[Exercise inputs start]

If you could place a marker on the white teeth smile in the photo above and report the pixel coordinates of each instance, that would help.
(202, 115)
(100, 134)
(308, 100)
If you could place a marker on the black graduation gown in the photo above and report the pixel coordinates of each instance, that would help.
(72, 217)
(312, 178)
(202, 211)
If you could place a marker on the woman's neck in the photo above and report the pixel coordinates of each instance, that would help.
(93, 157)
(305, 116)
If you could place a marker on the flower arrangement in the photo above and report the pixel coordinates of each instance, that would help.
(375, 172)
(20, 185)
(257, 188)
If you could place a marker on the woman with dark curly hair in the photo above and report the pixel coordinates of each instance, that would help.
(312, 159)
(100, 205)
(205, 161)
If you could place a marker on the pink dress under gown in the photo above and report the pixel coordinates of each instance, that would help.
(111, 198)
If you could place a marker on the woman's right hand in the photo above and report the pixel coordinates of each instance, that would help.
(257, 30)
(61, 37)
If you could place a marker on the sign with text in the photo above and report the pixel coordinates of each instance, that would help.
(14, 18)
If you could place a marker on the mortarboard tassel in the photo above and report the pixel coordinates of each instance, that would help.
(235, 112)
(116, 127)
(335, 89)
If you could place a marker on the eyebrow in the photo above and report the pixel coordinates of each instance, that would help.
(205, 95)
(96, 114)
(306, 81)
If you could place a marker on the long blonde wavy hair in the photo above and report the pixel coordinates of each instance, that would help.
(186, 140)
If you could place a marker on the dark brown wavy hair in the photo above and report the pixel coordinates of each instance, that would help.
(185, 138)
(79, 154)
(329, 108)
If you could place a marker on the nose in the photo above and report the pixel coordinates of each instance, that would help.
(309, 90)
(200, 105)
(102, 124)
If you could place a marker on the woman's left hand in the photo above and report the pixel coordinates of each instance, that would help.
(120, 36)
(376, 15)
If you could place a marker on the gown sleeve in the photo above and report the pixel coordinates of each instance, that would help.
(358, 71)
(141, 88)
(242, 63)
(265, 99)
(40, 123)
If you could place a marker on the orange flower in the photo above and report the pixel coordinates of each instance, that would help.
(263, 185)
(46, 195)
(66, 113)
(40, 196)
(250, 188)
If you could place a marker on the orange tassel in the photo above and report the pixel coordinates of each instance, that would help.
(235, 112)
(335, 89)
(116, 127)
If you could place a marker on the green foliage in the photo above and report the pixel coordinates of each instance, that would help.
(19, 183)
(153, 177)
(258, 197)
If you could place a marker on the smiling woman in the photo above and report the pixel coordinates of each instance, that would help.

[Exercise inputs end]

* _Problem_
Set down, exactly and in full, the lines from the one containing "If you could place a marker on the orange tassel" through the end of the entries; no other line belongs.

* _Response_
If you could place a marker on the orange tassel in the photo above and report the pixel coordinates of each instance, that would help.
(235, 112)
(335, 89)
(116, 127)
If you could place a marker on the green foliage in the photo above and report the pixel coordinates of each instance, that would help.
(19, 183)
(153, 177)
(258, 197)
If you could place a marker on the smiling woman in the photo above and report the pixel coordinates of each instance, that would help.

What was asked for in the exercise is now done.